Each line below needs to be returned exactly. Skip any picture.

• • • • • • •

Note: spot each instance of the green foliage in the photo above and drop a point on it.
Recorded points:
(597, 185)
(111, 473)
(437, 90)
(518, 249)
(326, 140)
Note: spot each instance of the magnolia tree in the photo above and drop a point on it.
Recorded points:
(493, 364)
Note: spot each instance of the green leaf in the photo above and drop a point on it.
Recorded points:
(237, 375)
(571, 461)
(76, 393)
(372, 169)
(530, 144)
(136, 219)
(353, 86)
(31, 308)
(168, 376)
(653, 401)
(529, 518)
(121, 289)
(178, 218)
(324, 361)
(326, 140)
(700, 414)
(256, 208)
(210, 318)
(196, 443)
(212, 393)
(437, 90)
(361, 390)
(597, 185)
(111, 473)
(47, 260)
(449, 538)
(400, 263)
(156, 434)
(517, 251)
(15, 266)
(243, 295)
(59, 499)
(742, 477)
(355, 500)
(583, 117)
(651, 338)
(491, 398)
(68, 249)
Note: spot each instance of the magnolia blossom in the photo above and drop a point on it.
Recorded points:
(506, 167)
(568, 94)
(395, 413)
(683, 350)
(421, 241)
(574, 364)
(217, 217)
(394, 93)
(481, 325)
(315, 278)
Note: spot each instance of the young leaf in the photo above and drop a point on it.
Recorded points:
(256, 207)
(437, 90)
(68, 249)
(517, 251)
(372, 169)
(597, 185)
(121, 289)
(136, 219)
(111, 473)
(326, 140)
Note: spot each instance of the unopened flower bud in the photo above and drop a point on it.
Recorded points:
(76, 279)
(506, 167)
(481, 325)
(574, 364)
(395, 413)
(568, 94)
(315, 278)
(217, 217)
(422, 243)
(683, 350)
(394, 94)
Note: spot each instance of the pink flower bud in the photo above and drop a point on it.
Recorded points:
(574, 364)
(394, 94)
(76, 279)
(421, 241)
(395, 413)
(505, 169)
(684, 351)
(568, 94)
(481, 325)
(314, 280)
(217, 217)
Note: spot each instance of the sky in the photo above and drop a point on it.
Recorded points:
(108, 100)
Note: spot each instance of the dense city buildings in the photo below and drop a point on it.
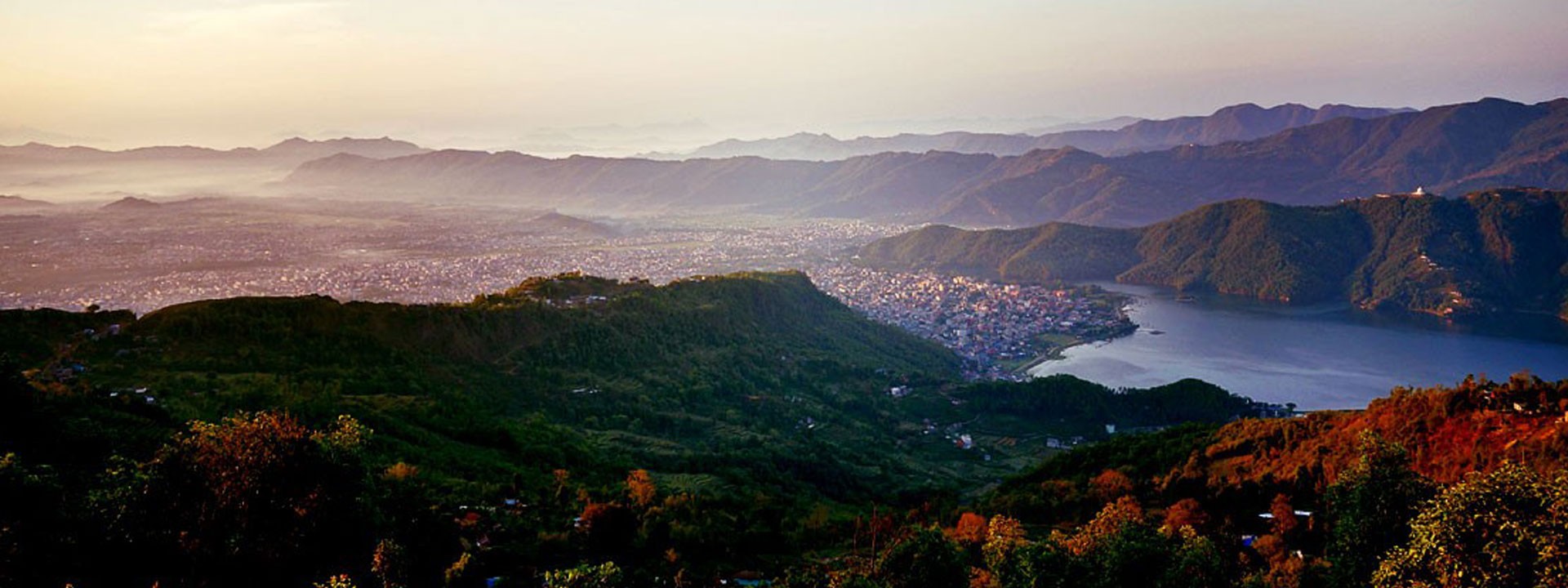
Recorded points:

• • • • • • •

◆ **FINISHED TASK**:
Note: spot each instance of the green foliage in the photo above and drop a point on it.
Recorded points:
(597, 185)
(111, 473)
(437, 90)
(518, 249)
(326, 140)
Note: spot each instance of the magnolia tree in the photo above and drop a point on it.
Recorded points:
(493, 364)
Note: spot each instance of the green leaf in the photo above and drop a point on it.
Recorded points:
(237, 375)
(571, 461)
(76, 393)
(372, 169)
(530, 144)
(136, 219)
(353, 86)
(31, 308)
(168, 376)
(653, 401)
(529, 518)
(121, 289)
(178, 218)
(324, 361)
(326, 140)
(700, 414)
(256, 208)
(210, 318)
(196, 443)
(212, 393)
(437, 90)
(361, 390)
(597, 185)
(111, 473)
(47, 260)
(449, 538)
(400, 263)
(156, 434)
(517, 251)
(15, 266)
(243, 295)
(59, 499)
(742, 477)
(355, 500)
(583, 117)
(651, 338)
(491, 398)
(68, 249)
Note: spot each instance of the magnolia blossom in the photo above and drop a point on it.
Recorded points:
(506, 167)
(568, 94)
(395, 413)
(683, 350)
(421, 241)
(574, 364)
(217, 217)
(394, 93)
(481, 325)
(315, 278)
Note: spot each instance of the young leaf in the photo above and drop a point on it.
Recorded points:
(256, 207)
(437, 90)
(68, 249)
(517, 251)
(372, 169)
(597, 185)
(121, 289)
(136, 219)
(111, 473)
(326, 140)
Note: spot each instance of the unopened flower bud in the photo above and drop a point on it.
Recorded points:
(76, 279)
(506, 167)
(481, 325)
(574, 364)
(395, 413)
(568, 94)
(315, 278)
(217, 217)
(422, 243)
(683, 350)
(394, 94)
Note: spot each instance of the pink flower bud in the photo above and drop a point on it.
Recorded points:
(574, 364)
(394, 94)
(76, 279)
(421, 241)
(395, 413)
(505, 169)
(684, 351)
(568, 94)
(481, 325)
(314, 280)
(217, 217)
Note: spot each instance of the sky in the photo above and drop a point on it.
Recorded points:
(108, 100)
Note: spot each instance of the dense city buildings in the photo below and drop a point on it.
Recorded points:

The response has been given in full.